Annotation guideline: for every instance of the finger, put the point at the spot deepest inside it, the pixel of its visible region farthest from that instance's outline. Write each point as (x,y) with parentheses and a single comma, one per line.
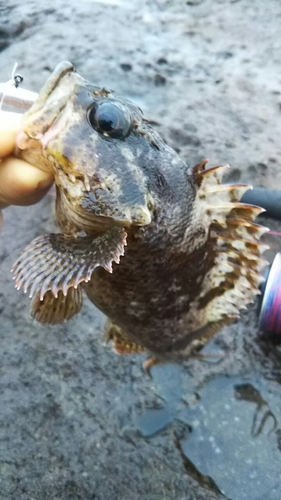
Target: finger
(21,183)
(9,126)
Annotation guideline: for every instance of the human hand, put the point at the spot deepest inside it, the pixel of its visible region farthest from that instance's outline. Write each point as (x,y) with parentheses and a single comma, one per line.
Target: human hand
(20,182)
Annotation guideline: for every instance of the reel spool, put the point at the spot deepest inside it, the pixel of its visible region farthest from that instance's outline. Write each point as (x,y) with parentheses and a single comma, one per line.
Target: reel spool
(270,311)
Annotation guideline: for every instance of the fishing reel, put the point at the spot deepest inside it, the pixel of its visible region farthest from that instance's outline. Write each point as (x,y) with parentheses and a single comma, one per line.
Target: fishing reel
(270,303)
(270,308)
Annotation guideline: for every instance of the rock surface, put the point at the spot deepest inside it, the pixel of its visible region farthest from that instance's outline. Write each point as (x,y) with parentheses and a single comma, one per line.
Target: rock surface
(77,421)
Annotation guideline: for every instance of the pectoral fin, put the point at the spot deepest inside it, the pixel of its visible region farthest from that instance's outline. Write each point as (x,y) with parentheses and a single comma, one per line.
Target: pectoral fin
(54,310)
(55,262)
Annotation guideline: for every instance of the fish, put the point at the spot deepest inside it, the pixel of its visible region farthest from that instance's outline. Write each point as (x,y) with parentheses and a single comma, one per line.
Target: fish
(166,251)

******************************

# What needs to be done
Recast the rows from the line containing "Annotation guideline: for every instance of the reel" through the end of the rows as a two-column CSV with the headers instruction and answer, one line per row. Put each row's text and its answer each in a single quoted field, with line breaks replaced by spaces.

# Reply to the task
instruction,answer
"Annotation guideline: for every instance of the reel spool, put the point at the spot deepest inside it, the pixel of its visible region farthest from that instance's outline. Write each point as (x,y) with parentheses and a single comma, one per line. Target: reel spool","(270,311)"
"Annotation guideline: for every instance of the fishing reel, put the point at the spot deepest inside it, the pixel of its visible region farthest from that instance's outline. Write each point as (x,y) with parentheses and a single comma, one per line. Target: fishing reel","(270,303) (270,308)"
"Annotation guideline: for every instance of the rock surface, put the point at the spot deepest inside it, the pixel of its visible region farthest from that instance's outline. Write each point as (x,y) with parentheses and a single comma, one per line. Target: rock surface","(77,421)"
"Annotation guideline: for every instance of the pectoral fin, put the point at the spot deepest inside it, the pixel of its visible region farthest from that instance's outline. Write each point as (x,y) with parentheses and a single comma, one per line. Target: pectoral fin","(54,310) (55,262)"
"Annotation guideline: for every instance of the fish, put the point at the spot deepest inside it, the pixel of its visible region farthest from that instance's outline. Write each point as (x,y) with parentheses and a single comma, one per line. Target: fish","(166,251)"